(Passage provided)
The main idea is that you can use large quantities of data that are related to your task.

Pretraining and finetuning

means that you pretrain an artificial neural net with some large data sets that are related to you task, or at least have the same modality. You then remove the last layers of you net and add at least an output layer for your task. An example: wav2vec2.0 is a model trained on many hundreds of hours of speech data with ASR (automatic speech recognition) as a main target, but can be used as embeddings to classify emotional expression in speech.

One/few shot learning

means learning classes that have very few examples in the training data, by deriving information from related classes with more samples.

Zero shot learning

means to be able to predict classes that the machine learner has never seen at training time by using some auxiliary information, for example textual.

Adversarial learning

means generally the attempt to corrupt a model after it has been deployed in order to achieve some unexpected (from the developers and normal users) behavior. Examples would be to trick models into false classification by disguising the input in some form, re-engineering the model by learning from in- and output behavior or influencing the training data to harm the model.

Active learning

means that the machine learner itself is asking actively a so-called teacher (or oracle), often a human labeler, to annotate samples it is unsure of.

Curriculum learning

The technique of Curriculum learning is again inspired by human learning (like reinforcement learning), by copying the strategy to get better on a problem or ability to first look at clear and easily separatable samples and then progressivly the more difficult ones. This might prevent overfitting and definitely leads to models with much higher initial performance.

Contrastive learning

Contrastive learning is a kind of unsupervised learning by simply looking at different data items from a set and check the difference between them by contrasting similar from different items. This can be used for example by the triplet loss function where a data sample gets compared to one that is considered near-by (e.g. coming from the same context) and a third one that is considered to be far-away (e.g. a different context). The model is then trained without labels (apart from the context, which can usually be derived without labels) to distinguish between the positive and negative samples.
(End Passage provided)
(Entries shown)
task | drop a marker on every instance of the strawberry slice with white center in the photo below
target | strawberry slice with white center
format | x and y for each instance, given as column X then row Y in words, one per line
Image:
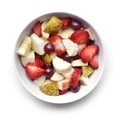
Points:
column 33, row 72
column 94, row 62
column 89, row 52
column 57, row 42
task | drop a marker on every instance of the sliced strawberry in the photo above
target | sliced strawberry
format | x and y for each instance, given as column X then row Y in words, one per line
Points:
column 39, row 61
column 94, row 62
column 66, row 22
column 61, row 92
column 80, row 37
column 37, row 28
column 57, row 42
column 75, row 78
column 33, row 71
column 88, row 52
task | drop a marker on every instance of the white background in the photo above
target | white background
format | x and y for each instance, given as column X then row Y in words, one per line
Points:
column 104, row 101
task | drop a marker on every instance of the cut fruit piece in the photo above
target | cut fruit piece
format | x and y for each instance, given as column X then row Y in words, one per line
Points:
column 37, row 28
column 75, row 78
column 84, row 80
column 40, row 81
column 38, row 44
column 28, row 58
column 56, row 77
column 57, row 42
column 66, row 33
column 60, row 65
column 68, row 73
column 94, row 62
column 50, row 89
column 90, row 33
column 33, row 72
column 25, row 46
column 53, row 26
column 63, row 84
column 80, row 37
column 89, row 52
column 44, row 34
column 87, row 71
column 78, row 62
column 71, row 47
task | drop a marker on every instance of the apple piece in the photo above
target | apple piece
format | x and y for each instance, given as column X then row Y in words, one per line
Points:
column 56, row 77
column 84, row 80
column 63, row 84
column 90, row 33
column 66, row 33
column 71, row 47
column 38, row 44
column 60, row 65
column 28, row 58
column 25, row 46
column 40, row 81
column 78, row 62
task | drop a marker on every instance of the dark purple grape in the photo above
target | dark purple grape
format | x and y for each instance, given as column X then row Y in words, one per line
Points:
column 49, row 72
column 76, row 24
column 75, row 89
column 49, row 48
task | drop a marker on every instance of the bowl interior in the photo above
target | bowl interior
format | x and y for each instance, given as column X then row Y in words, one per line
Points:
column 34, row 89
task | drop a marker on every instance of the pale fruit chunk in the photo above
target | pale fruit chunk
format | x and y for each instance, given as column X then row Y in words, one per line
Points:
column 71, row 47
column 25, row 46
column 68, row 74
column 57, row 77
column 84, row 80
column 78, row 62
column 38, row 44
column 80, row 47
column 28, row 58
column 63, row 84
column 60, row 65
column 90, row 33
column 66, row 33
column 53, row 26
column 40, row 81
column 44, row 34
column 87, row 71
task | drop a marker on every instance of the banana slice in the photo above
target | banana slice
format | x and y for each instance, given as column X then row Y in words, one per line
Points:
column 60, row 65
column 38, row 44
column 71, row 47
column 78, row 62
column 57, row 77
column 66, row 33
column 25, row 46
column 29, row 58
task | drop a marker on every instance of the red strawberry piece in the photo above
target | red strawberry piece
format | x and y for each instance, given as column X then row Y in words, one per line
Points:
column 75, row 78
column 57, row 42
column 37, row 28
column 39, row 61
column 66, row 22
column 61, row 92
column 80, row 37
column 88, row 52
column 33, row 71
column 94, row 62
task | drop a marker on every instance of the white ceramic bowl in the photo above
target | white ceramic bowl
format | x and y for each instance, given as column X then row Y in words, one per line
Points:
column 69, row 97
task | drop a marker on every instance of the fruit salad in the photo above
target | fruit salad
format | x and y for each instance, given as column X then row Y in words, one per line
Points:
column 59, row 55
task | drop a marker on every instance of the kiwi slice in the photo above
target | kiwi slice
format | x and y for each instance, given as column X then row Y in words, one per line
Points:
column 53, row 26
column 87, row 71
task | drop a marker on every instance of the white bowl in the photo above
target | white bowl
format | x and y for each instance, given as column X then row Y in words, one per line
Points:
column 69, row 97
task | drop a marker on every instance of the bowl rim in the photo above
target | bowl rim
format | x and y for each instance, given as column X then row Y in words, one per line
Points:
column 57, row 101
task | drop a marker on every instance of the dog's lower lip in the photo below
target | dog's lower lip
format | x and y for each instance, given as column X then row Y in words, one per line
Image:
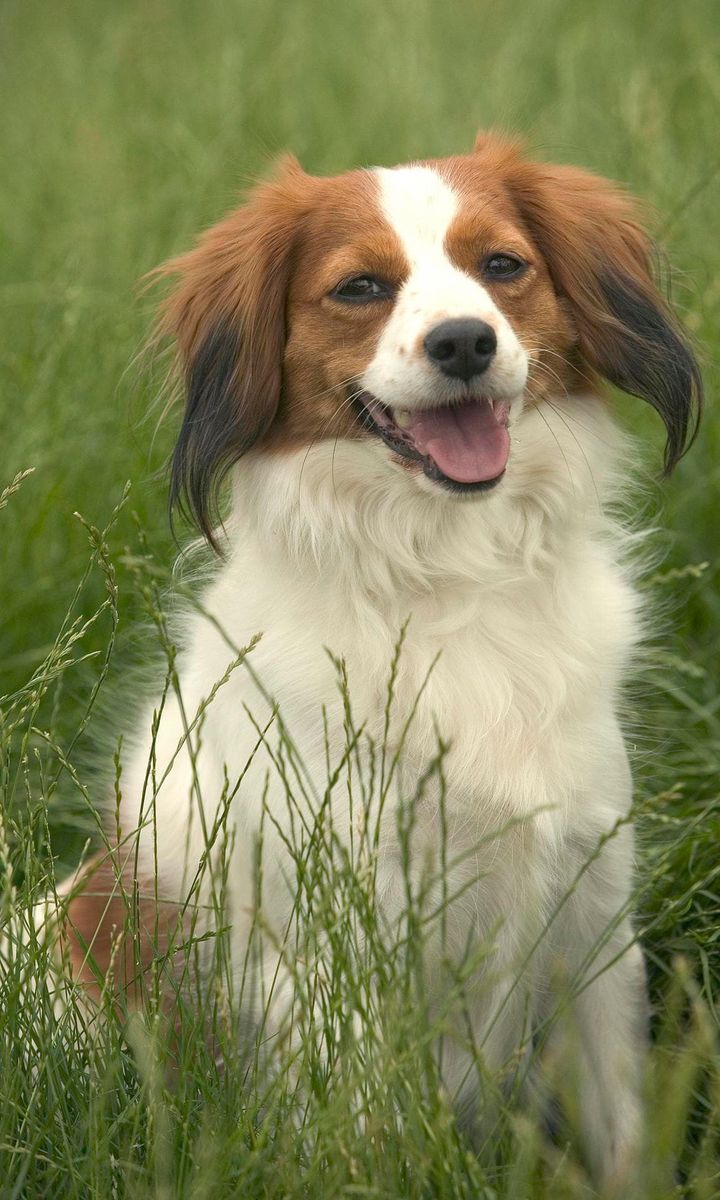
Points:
column 383, row 420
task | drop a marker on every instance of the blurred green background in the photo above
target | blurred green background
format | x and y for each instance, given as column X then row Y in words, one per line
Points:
column 129, row 126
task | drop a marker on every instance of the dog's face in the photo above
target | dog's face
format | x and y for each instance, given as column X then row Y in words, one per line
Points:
column 419, row 309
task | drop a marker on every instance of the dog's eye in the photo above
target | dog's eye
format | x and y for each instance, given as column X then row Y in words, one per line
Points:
column 502, row 267
column 363, row 289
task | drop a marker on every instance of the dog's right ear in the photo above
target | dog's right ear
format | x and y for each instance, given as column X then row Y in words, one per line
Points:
column 228, row 317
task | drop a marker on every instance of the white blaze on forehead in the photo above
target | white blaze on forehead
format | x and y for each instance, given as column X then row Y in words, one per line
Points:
column 420, row 207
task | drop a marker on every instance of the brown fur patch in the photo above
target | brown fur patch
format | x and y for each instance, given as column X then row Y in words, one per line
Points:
column 115, row 928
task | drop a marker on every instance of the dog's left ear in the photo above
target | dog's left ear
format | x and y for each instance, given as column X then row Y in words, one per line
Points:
column 600, row 262
column 227, row 315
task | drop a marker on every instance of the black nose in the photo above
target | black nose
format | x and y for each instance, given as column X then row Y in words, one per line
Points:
column 461, row 348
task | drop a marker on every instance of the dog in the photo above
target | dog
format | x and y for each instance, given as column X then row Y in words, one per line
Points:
column 399, row 375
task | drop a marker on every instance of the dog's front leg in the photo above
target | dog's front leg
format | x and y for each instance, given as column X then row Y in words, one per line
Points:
column 605, row 985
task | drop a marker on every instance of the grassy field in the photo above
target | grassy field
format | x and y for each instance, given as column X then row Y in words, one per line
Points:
column 125, row 129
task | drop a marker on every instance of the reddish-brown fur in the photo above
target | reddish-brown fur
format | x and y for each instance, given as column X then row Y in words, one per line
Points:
column 115, row 927
column 270, row 358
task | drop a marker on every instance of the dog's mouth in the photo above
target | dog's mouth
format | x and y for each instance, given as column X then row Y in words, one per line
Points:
column 463, row 447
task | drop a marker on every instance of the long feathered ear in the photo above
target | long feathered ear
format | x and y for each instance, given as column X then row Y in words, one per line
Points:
column 228, row 317
column 600, row 262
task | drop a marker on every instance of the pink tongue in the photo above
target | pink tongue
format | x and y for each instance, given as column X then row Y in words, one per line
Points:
column 469, row 443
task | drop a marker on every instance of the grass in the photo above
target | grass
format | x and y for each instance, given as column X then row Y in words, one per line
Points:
column 127, row 127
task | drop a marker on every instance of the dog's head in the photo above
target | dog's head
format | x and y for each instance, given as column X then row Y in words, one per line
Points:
column 419, row 309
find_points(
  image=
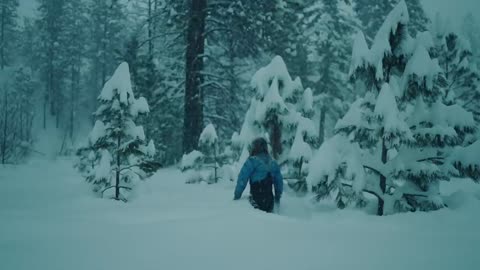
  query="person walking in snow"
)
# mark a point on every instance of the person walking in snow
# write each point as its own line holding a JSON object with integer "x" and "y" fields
{"x": 263, "y": 173}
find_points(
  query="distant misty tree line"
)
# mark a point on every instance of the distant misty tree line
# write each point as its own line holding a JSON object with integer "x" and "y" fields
{"x": 192, "y": 61}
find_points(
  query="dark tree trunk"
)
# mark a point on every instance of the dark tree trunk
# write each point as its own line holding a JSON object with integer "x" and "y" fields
{"x": 321, "y": 131}
{"x": 276, "y": 137}
{"x": 193, "y": 121}
{"x": 2, "y": 39}
{"x": 150, "y": 28}
{"x": 117, "y": 174}
{"x": 383, "y": 182}
{"x": 72, "y": 103}
{"x": 5, "y": 123}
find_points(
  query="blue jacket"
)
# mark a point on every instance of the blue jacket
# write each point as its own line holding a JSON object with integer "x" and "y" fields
{"x": 255, "y": 169}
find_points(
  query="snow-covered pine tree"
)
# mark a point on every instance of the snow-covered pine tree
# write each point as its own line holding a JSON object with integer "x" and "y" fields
{"x": 469, "y": 29}
{"x": 16, "y": 115}
{"x": 107, "y": 31}
{"x": 8, "y": 31}
{"x": 329, "y": 27}
{"x": 281, "y": 111}
{"x": 372, "y": 13}
{"x": 455, "y": 56}
{"x": 117, "y": 155}
{"x": 73, "y": 62}
{"x": 393, "y": 142}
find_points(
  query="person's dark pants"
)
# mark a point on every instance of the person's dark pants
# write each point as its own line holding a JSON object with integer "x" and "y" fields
{"x": 261, "y": 195}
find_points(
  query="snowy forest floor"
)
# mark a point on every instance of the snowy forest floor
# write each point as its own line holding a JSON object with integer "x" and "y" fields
{"x": 49, "y": 220}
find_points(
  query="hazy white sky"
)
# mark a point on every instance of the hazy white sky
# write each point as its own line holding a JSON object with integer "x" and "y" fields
{"x": 455, "y": 10}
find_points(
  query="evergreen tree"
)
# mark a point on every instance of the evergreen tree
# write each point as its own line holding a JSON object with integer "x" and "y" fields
{"x": 281, "y": 109}
{"x": 107, "y": 33}
{"x": 16, "y": 116}
{"x": 204, "y": 164}
{"x": 117, "y": 155}
{"x": 74, "y": 51}
{"x": 194, "y": 66}
{"x": 469, "y": 29}
{"x": 329, "y": 27}
{"x": 462, "y": 77}
{"x": 400, "y": 132}
{"x": 8, "y": 31}
{"x": 49, "y": 24}
{"x": 372, "y": 13}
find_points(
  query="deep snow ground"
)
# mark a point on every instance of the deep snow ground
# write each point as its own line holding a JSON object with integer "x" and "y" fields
{"x": 49, "y": 220}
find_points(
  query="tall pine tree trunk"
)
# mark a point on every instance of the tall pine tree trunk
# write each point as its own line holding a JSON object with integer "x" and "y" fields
{"x": 5, "y": 123}
{"x": 321, "y": 131}
{"x": 383, "y": 182}
{"x": 193, "y": 121}
{"x": 117, "y": 173}
{"x": 72, "y": 102}
{"x": 276, "y": 137}
{"x": 2, "y": 38}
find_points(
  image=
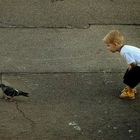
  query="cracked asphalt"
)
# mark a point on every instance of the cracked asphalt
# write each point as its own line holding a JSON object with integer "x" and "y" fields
{"x": 53, "y": 49}
{"x": 69, "y": 106}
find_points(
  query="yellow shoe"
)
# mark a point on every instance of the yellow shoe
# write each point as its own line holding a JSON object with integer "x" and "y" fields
{"x": 127, "y": 95}
{"x": 126, "y": 89}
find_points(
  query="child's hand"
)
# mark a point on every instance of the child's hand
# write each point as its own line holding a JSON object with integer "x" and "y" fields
{"x": 129, "y": 67}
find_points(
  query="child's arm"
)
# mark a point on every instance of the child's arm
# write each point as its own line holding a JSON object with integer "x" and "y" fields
{"x": 131, "y": 66}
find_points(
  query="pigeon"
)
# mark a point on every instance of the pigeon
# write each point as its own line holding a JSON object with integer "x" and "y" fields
{"x": 10, "y": 92}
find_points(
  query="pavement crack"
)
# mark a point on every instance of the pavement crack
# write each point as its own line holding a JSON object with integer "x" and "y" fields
{"x": 32, "y": 123}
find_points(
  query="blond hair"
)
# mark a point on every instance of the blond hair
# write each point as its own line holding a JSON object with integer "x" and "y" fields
{"x": 114, "y": 36}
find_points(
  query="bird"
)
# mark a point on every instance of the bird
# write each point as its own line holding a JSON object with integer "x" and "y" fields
{"x": 10, "y": 92}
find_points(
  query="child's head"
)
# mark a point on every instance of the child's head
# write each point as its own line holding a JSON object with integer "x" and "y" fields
(End Entries shown)
What is expected.
Please continue the passage on machine learning techniques, picking up after its final sentence about contrastive learning.

Expected answer.
Federated / collaborative learning

means to distribute model training across a multitude of devices and/or servers, mainly to preserve privacy by not sharing the data but processing it on device and sending model updates.

Ensemble learning / Meta learning

means to use several machine learners and fuse the decisions later, either be rule or learned. Some boosting techniques are based on this idea already in the algorithm.

Continuous / life long learning

means ANN architectures that prevent the overwriting the weights (aka "forgetting") when new training data comes in. This is important when one task is learned continuously on data coming from different domains, e.g. a voice diary that shall learn emotion recognition through the day.

Disentangled representation learning

is a unsupervised method that means the idea to learn different aspects from the data with respect to their level of abstraction (instead of simply representing each data as a point in some space), by adding to the "raw" features some that are interpretable and independent from each other, e.g. speech rate and mean tone. This enhances interpretability/explainability and robustness.

Foundation model

A model that is trained, usually unsupervised, on very large quantities of data. The penultimate layer can then be used for so-called down-stream tasks, for example as automatically learned features.

Terminology

Loss function

is the function that artificial neural nets use to track progress, i.e. the function that evaluates the predicted outcome with the desired one. Finding a good loss function is crucial for your task.

Backpropagation

Fundamental way to train neural networks by evaluating the error with the loss function and than propagating it backwards towards the input layer, by taking the derivative.

Batch size

number of samples in one batch in the training which are used together to compute the error (-> loss function) and do the backpropagation step

Embeddings

are learned representations of data, usually the pen-ultimate layer of a pretrained artificial neural net.

Latent space

means the property of deep artificial neural nets to represent specific features of the data within the higher layers, for example speaker characteristics or expressed emotion in a net trained for speech synthesis. This is often used to influence the output in a desired way, for example simulating a specific speaking style.

Freezing

layers in an ANN means to not update the weights, as they might contain knowledge that should not be forgotten (from a pretrained net) or to make the training faster.

Drop out

is the technique to delete a number of randomly selected neurons in a hidden layer during training to prevent overfitting.

Patience

Number of epochs with no improvement after which training will be stopped.

Overfitting

means that the machine learner performs well on the training but not on any other data. This is usually the case when the model has enough complexity to distinguish all training data and is trained for enough periods (one period is one run through the training). Measures against this are subsumed under the label regularization.

Vanishing / exploding gradient

means that the weights of the neurons become too small or too large for the net to be stable. This happens especially with very deep (many layers) networks.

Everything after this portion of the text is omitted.